> _Work instructions_
Reproduce everything from the line containing "I want to know which element is the green" down to the line containing "[261,101,1149,669]", replacing "shingled" with "tiled" and leaving every other character unchanged. Give only those lines.

> _Record excerpts_

============================================================

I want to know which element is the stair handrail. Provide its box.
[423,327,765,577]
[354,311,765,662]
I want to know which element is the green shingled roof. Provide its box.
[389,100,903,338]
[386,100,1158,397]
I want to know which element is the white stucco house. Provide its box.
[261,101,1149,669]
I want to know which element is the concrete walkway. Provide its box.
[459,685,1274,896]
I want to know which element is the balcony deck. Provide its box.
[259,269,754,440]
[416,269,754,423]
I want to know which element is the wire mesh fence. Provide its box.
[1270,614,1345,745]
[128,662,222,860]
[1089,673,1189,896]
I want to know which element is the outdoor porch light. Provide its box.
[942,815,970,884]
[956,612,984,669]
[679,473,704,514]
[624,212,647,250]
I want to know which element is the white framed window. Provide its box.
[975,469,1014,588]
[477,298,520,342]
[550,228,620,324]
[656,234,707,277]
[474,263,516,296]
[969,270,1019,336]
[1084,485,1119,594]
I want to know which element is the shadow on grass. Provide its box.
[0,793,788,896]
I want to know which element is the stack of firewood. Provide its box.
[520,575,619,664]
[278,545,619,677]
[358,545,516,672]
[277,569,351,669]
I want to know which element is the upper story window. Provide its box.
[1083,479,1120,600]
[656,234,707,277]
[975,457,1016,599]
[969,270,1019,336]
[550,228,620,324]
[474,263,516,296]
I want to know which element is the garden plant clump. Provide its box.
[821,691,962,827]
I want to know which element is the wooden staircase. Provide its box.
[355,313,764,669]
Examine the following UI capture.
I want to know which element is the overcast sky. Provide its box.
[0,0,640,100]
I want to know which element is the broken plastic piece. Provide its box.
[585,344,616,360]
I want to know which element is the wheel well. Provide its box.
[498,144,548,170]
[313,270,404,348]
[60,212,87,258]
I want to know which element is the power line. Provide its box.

============================================================

> _Response_
I want to know which element is the green tiled roof. Provide its box.
[389,100,903,338]
[386,100,1158,397]
I want to know which element is the white stucco house. Provide its box.
[261,101,1149,669]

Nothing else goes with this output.